Source passage:
No story is told of the rending apart of earth and heaven, after the birth of the gods. No family of gods is represented, no struggle of the son against the primeval father, no story of the ascent to the heaven of the gods after esoteric wisdom, no myth of Tiki and the first woman, or one so obscured as to remain doubtful. Even Wakea and Papa, whose figures play a dominating part in Hawaiian myth and story, are represented as parents upon the genealogical line, not as the Sky and Earth deities their names imply.
Thus the imagination, which in Polynesian groups in the South Seas plays with cosmic forces, in Hawaii is limited to human action on earth, magnified by incarnations out of a divine ancestry. Cosmic myths are either absent or told in terms of human society. The comparison of Hawaiian stories with versions from the southern Pacific offers an important link in tracing routes of intercourse during the period of migration of related Polynesian groups.

Provided material:
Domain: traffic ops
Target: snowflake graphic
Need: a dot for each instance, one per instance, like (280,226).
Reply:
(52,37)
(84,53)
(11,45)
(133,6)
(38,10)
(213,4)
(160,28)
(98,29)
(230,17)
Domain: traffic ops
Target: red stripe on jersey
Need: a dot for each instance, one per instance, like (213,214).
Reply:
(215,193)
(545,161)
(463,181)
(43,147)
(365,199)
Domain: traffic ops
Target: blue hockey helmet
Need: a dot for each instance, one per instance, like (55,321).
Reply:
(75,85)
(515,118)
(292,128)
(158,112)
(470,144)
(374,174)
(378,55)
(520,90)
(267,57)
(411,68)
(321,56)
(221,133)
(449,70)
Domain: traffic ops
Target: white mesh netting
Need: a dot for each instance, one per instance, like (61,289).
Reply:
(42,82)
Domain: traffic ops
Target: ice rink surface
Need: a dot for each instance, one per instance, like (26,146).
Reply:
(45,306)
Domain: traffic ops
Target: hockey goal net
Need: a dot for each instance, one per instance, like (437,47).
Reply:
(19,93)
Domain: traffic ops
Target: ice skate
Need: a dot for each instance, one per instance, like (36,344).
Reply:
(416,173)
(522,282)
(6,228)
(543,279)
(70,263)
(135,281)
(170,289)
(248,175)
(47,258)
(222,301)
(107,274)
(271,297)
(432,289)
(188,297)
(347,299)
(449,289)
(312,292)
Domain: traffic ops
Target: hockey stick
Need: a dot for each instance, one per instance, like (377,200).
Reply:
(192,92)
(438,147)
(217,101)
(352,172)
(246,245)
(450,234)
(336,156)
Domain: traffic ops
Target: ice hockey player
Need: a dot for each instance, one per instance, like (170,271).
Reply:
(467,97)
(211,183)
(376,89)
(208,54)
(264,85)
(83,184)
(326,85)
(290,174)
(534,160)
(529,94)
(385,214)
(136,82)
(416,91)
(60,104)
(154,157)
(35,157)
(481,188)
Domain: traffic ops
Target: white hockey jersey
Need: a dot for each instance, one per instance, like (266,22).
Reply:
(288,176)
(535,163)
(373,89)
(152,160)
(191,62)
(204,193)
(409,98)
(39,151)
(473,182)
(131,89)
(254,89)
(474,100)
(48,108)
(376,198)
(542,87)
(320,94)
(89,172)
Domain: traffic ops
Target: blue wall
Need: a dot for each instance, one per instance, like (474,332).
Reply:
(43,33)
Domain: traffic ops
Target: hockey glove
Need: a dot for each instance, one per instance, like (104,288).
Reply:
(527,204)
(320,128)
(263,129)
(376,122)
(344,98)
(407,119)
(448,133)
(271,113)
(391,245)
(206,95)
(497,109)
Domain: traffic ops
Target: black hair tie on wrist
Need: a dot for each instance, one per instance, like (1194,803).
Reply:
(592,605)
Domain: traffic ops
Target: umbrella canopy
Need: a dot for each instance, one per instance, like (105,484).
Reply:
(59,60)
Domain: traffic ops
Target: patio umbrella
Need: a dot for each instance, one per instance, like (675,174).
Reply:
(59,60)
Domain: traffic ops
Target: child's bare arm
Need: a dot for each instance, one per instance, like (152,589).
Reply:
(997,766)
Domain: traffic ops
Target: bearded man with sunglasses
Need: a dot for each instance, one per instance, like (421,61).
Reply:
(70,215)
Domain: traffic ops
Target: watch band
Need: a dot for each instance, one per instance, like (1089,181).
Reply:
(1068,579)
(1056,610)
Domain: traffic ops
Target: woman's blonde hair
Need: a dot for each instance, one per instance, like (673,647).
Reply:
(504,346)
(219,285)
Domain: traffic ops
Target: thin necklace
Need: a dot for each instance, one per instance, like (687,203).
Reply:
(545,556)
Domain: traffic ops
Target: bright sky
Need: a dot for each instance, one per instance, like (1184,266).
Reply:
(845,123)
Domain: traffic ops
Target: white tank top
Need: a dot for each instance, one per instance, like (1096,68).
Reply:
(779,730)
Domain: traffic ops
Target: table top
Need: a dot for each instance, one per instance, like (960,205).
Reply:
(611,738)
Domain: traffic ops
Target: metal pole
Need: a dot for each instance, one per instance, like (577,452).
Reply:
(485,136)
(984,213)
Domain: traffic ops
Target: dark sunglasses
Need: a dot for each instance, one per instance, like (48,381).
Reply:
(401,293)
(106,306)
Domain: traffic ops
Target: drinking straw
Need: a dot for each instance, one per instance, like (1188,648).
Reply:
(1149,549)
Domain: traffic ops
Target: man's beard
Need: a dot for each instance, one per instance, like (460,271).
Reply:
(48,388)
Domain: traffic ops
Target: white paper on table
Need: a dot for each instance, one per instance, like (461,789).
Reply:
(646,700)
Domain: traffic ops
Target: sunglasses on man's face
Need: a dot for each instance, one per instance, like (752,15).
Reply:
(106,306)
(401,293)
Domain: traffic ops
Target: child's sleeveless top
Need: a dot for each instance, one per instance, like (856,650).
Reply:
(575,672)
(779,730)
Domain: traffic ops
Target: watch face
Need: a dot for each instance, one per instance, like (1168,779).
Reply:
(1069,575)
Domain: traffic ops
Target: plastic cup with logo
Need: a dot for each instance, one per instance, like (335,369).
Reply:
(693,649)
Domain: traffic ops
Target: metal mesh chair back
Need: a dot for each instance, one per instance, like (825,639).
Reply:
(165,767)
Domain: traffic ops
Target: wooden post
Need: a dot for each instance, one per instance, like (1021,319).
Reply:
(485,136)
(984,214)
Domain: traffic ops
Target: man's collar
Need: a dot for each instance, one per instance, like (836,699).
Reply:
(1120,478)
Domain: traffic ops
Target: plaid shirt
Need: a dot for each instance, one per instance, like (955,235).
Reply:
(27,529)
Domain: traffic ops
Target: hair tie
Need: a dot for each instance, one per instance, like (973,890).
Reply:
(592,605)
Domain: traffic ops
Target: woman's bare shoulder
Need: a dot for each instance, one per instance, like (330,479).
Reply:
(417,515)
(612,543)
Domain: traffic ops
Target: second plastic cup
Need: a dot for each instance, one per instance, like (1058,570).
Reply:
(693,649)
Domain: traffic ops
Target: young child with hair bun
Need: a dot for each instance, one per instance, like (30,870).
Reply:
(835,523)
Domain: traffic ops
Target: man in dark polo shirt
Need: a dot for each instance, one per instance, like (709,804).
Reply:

Given exercise A:
Revise the passage on Hawaiian myth from "No story is" down to "their names imply.", with "Tiki" changed to "Maui".
Given exercise B:
According to the passage on Hawaiian myth, how are Wakea and Papa represented?
Given exercise C:
Carry the passage on Hawaiian myth forward from its final sentence.

Task answer A:
No story is told of the rending apart of earth and heaven, after the birth of the gods. No family of gods is represented, no struggle of the son against the primeval father, no story of the ascent to the heaven of the gods after esoteric wisdom, no myth of Maui and the first woman, or one so obscured as to remain doubtful. Even Wakea and Papa, whose figures play a dominating part in Hawaiian myth and story, are represented as parents upon the genealogical line, not as the Sky and Earth deities their names imply.

Task answer B:
As parents upon the genealogical line, not as the Sky and Earth deities their names imply.

Task answer C:
When the peopling of Hawaii took place cannot be clearly demonstrated. It was probably some centuries after the Christian era and perhaps first by way of Micronesia, from whence the earliest Polynesian voyagers may have spread out fanwise over the eastern Pacific. They may have followed flights of migrating birds or observed currents which brought strange pieces of wreckage to their shores. There is no archaeological evidence to show that any people of a different culture had lived here before them. Later migrations certainly took off from Tahiti, as is distinctly recorded in old chants and legends and further proved by linguistic identities and corresponding forms of culture between the two areas.
All were branches lala from the parent stock. The plot of many Hawaiian romances and hero tales turns upon such a claim to relationship with a chief in Tahiti through whom the child of the humbler parent lays claim to divine lineage.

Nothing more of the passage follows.